Exercise input:
____________

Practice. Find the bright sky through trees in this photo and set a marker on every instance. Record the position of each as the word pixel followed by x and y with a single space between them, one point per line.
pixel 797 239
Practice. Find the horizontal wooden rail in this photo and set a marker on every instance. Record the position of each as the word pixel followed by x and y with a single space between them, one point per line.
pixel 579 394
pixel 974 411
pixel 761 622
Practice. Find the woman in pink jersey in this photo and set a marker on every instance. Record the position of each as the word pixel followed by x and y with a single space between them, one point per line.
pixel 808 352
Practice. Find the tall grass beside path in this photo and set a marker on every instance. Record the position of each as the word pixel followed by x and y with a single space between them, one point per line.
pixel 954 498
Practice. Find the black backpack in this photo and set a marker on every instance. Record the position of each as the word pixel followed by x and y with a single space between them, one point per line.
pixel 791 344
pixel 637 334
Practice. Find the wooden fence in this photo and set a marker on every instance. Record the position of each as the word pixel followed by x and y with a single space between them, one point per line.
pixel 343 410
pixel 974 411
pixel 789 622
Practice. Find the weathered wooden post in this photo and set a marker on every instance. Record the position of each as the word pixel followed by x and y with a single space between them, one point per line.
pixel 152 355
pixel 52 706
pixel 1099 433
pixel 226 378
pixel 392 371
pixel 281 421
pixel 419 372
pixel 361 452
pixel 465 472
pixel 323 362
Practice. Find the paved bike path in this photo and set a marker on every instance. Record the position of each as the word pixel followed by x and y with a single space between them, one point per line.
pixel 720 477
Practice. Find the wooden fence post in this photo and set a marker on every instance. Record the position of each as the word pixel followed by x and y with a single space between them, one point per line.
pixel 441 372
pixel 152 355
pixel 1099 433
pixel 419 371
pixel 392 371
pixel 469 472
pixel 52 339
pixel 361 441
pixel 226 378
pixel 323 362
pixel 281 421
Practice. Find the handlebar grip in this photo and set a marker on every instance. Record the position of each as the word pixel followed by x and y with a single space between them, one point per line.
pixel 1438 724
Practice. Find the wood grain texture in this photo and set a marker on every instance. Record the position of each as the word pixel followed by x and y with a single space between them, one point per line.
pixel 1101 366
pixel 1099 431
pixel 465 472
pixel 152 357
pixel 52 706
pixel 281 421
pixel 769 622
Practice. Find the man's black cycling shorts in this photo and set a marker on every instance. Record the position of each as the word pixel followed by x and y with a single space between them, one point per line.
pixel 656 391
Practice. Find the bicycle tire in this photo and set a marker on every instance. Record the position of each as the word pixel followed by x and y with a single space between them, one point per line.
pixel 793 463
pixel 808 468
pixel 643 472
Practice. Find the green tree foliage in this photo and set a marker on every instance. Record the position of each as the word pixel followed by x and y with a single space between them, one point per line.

____________

Objective: Could you write out the records again, beginning with the first line and going on through the line with "pixel 797 239", both ends included and the requests as well, shifting every pixel coordinate in the answers up by 87?

Result:
Practice. Find the bright sky through trees in this photo and set a marker on every instance. Record the position of each as the word pixel followed by x and y with a single space between them, one point per line.
pixel 884 326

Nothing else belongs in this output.